▸ **Set task**
Print the records below word for word, but leave out the pictures.
#### Records for processing
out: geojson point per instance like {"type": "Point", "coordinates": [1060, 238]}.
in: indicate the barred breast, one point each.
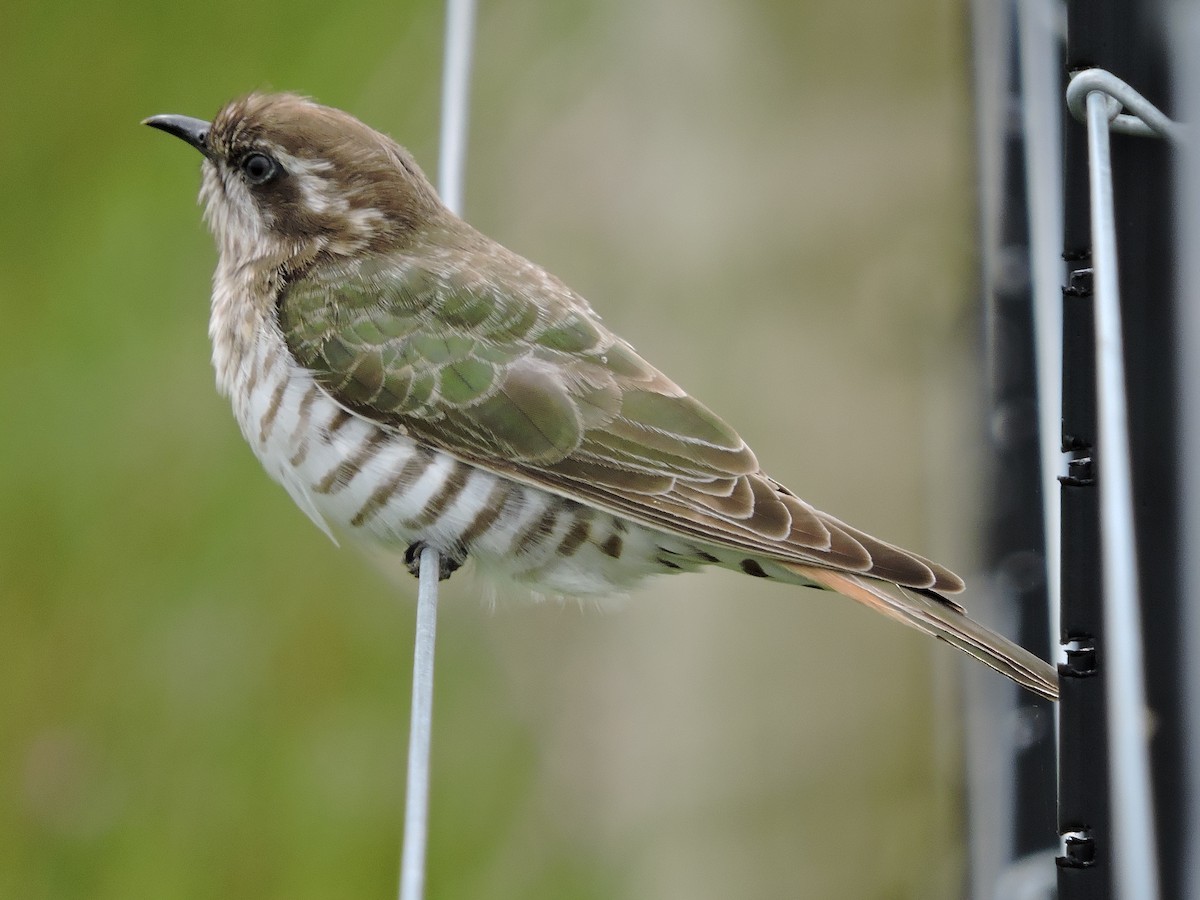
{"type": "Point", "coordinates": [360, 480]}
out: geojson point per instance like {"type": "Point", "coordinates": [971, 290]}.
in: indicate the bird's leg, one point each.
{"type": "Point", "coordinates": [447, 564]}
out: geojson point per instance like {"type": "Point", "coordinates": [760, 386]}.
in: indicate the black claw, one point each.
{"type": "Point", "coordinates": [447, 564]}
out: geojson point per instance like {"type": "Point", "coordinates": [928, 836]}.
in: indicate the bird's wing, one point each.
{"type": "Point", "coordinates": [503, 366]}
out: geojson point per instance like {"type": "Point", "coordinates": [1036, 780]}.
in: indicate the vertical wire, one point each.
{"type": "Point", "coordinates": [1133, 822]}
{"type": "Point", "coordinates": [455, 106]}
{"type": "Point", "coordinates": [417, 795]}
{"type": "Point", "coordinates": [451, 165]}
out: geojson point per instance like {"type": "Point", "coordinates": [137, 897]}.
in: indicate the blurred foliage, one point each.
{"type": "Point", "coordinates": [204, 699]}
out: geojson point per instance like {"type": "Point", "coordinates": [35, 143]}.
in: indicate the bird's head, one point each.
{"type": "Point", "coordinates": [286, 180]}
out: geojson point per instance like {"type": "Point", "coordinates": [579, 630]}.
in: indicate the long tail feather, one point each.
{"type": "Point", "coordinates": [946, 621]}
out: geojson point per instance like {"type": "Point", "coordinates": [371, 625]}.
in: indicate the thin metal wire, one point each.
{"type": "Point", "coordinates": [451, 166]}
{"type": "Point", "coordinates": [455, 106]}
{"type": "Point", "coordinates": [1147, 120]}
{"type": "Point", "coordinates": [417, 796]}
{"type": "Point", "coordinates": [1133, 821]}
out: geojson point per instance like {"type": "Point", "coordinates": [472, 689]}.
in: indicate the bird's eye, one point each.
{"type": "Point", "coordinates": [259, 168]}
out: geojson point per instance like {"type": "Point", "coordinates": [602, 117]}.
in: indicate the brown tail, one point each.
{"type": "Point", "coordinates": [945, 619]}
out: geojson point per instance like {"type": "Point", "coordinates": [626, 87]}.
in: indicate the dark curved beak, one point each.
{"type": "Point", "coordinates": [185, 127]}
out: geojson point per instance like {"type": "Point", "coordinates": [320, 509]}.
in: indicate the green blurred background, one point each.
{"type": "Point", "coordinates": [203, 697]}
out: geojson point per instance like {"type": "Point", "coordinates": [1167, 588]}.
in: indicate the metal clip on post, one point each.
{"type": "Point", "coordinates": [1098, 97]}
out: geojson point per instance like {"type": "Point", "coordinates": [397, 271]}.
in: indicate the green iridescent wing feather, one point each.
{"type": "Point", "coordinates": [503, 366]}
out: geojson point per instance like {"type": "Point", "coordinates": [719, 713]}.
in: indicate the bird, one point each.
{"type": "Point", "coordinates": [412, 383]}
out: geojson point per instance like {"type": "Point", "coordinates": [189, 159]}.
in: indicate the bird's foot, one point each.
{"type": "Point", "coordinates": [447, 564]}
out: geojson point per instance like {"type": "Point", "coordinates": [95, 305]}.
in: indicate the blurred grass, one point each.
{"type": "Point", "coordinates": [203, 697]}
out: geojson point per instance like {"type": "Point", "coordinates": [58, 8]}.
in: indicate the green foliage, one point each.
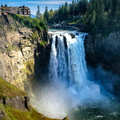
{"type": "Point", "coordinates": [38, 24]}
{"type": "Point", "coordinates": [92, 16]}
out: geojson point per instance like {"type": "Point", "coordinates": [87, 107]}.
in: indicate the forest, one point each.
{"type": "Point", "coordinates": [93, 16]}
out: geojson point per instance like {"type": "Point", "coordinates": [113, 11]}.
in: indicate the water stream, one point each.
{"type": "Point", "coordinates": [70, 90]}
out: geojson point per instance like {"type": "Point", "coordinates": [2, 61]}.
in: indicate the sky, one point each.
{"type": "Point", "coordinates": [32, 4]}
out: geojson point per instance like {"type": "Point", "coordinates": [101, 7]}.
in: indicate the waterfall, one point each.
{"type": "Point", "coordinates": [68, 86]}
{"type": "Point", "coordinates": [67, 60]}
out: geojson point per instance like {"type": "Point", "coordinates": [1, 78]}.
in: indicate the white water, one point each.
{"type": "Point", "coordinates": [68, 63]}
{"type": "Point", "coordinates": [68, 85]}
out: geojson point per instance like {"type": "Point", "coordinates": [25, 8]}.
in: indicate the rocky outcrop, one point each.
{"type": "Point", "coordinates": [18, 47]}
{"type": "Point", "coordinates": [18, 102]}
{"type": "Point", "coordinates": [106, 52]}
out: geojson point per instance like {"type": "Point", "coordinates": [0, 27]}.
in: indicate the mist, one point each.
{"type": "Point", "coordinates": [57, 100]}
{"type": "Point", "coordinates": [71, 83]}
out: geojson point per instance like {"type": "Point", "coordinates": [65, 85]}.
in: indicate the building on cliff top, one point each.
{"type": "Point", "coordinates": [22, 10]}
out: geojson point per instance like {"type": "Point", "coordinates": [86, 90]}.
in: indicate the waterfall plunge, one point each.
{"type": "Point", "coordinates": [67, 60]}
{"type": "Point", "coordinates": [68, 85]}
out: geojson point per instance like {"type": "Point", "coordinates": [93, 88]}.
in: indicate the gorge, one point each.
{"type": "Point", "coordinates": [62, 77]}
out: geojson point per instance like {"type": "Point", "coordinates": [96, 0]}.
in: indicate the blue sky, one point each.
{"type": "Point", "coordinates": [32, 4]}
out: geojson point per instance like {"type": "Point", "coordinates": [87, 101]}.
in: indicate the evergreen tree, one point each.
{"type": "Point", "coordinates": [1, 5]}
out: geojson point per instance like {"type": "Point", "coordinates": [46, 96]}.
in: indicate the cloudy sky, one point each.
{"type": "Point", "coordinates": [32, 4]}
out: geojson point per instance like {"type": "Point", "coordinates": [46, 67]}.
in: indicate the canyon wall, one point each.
########
▸ **Problem solution**
out: geojson point per instance like {"type": "Point", "coordinates": [1060, 238]}.
in: indicate the barred breast, one point each.
{"type": "Point", "coordinates": [360, 480]}
out: geojson point per instance like {"type": "Point", "coordinates": [971, 290]}.
in: indicate the bird's leg, one point each.
{"type": "Point", "coordinates": [447, 564]}
out: geojson point per instance like {"type": "Point", "coordinates": [760, 386]}.
in: indicate the black claw, one point each.
{"type": "Point", "coordinates": [447, 564]}
out: geojson point per instance like {"type": "Point", "coordinates": [928, 836]}.
in: indicate the bird's wing, one point each.
{"type": "Point", "coordinates": [503, 366]}
out: geojson point per instance like {"type": "Point", "coordinates": [1036, 780]}.
in: indicate the vertical wire, one point each.
{"type": "Point", "coordinates": [1133, 822]}
{"type": "Point", "coordinates": [455, 106]}
{"type": "Point", "coordinates": [417, 795]}
{"type": "Point", "coordinates": [451, 165]}
out: geojson point per instance like {"type": "Point", "coordinates": [137, 897]}.
in: indicate the blurred foliage, one point each.
{"type": "Point", "coordinates": [204, 699]}
out: geojson point per instance like {"type": "Point", "coordinates": [35, 143]}.
in: indicate the bird's head, one point each.
{"type": "Point", "coordinates": [286, 180]}
out: geojson point per instance like {"type": "Point", "coordinates": [579, 630]}.
in: indicate the long tail feather, one point each.
{"type": "Point", "coordinates": [946, 621]}
out: geojson point per instance like {"type": "Point", "coordinates": [371, 625]}.
in: indicate the thin metal wire, one point each.
{"type": "Point", "coordinates": [451, 166]}
{"type": "Point", "coordinates": [455, 106]}
{"type": "Point", "coordinates": [1147, 120]}
{"type": "Point", "coordinates": [417, 796]}
{"type": "Point", "coordinates": [1133, 821]}
out: geojson point per instance like {"type": "Point", "coordinates": [472, 689]}.
in: indicate the bird's eye, one point each.
{"type": "Point", "coordinates": [259, 168]}
out: geojson point per instance like {"type": "Point", "coordinates": [602, 117]}.
in: indicate the brown tail, one point each.
{"type": "Point", "coordinates": [945, 619]}
out: geojson point per instance like {"type": "Point", "coordinates": [626, 87]}.
in: indicate the dark curved beak, one point each.
{"type": "Point", "coordinates": [185, 127]}
out: geojson point per instance like {"type": "Point", "coordinates": [320, 509]}.
in: indicate the green blurred background, one point each.
{"type": "Point", "coordinates": [203, 697]}
out: geojson point per instance like {"type": "Point", "coordinates": [1167, 588]}.
in: indicate the metal clip on post, one point each.
{"type": "Point", "coordinates": [1098, 97]}
out: geojson point per instance like {"type": "Point", "coordinates": [397, 271]}.
in: indicate the green iridescent wing feather, one point each.
{"type": "Point", "coordinates": [503, 366]}
out: geojson point per instance like {"type": "Point", "coordinates": [719, 713]}.
in: indicate the bird, one point each.
{"type": "Point", "coordinates": [412, 383]}
out: geojson point per instance like {"type": "Point", "coordinates": [189, 159]}.
in: indicate the bird's foot, one point each.
{"type": "Point", "coordinates": [447, 564]}
out: geojson point per instance like {"type": "Point", "coordinates": [95, 305]}.
in: indicate the blurred grass, one point each.
{"type": "Point", "coordinates": [203, 697]}
out: geojson point per instance like {"type": "Point", "coordinates": [58, 8]}.
in: indicate the green foliage, one point each.
{"type": "Point", "coordinates": [38, 24]}
{"type": "Point", "coordinates": [92, 16]}
out: geojson point per instance like {"type": "Point", "coordinates": [87, 107]}.
in: indicate the forest, one point each.
{"type": "Point", "coordinates": [93, 16]}
out: geojson point per instance like {"type": "Point", "coordinates": [113, 11]}.
in: indicate the water stream, one point each.
{"type": "Point", "coordinates": [70, 90]}
out: geojson point per instance like {"type": "Point", "coordinates": [2, 61]}.
in: indicate the sky, one point each.
{"type": "Point", "coordinates": [32, 4]}
out: geojson point per instance like {"type": "Point", "coordinates": [101, 7]}.
in: indicate the waterfall, one point each.
{"type": "Point", "coordinates": [68, 86]}
{"type": "Point", "coordinates": [67, 60]}
out: geojson point per instance like {"type": "Point", "coordinates": [1, 78]}.
in: indicate the white water, one point each.
{"type": "Point", "coordinates": [68, 63]}
{"type": "Point", "coordinates": [68, 85]}
out: geojson point per instance like {"type": "Point", "coordinates": [25, 8]}.
in: indicate the rocky outcrop, one point each.
{"type": "Point", "coordinates": [18, 47]}
{"type": "Point", "coordinates": [18, 102]}
{"type": "Point", "coordinates": [106, 52]}
out: geojson point per instance like {"type": "Point", "coordinates": [0, 27]}.
in: indicate the mist, one point each.
{"type": "Point", "coordinates": [57, 100]}
{"type": "Point", "coordinates": [71, 83]}
out: geojson point per instance like {"type": "Point", "coordinates": [65, 85]}.
in: indicate the building on cliff top, one point each.
{"type": "Point", "coordinates": [22, 10]}
out: geojson point per instance like {"type": "Point", "coordinates": [86, 90]}.
in: indicate the waterfall plunge, one point each.
{"type": "Point", "coordinates": [67, 60]}
{"type": "Point", "coordinates": [68, 85]}
out: geojson point per instance like {"type": "Point", "coordinates": [93, 88]}.
in: indicate the gorge, one point each.
{"type": "Point", "coordinates": [62, 77]}
out: geojson point per instance like {"type": "Point", "coordinates": [96, 0]}.
in: indicate the blue sky, one point each.
{"type": "Point", "coordinates": [32, 4]}
out: geojson point per instance like {"type": "Point", "coordinates": [87, 101]}.
in: indicate the evergreen tree, one point each.
{"type": "Point", "coordinates": [1, 5]}
out: geojson point per instance like {"type": "Point", "coordinates": [46, 96]}.
in: indicate the cloudy sky, one point each.
{"type": "Point", "coordinates": [32, 4]}
out: geojson point per instance like {"type": "Point", "coordinates": [46, 67]}.
in: indicate the canyon wall, one point each.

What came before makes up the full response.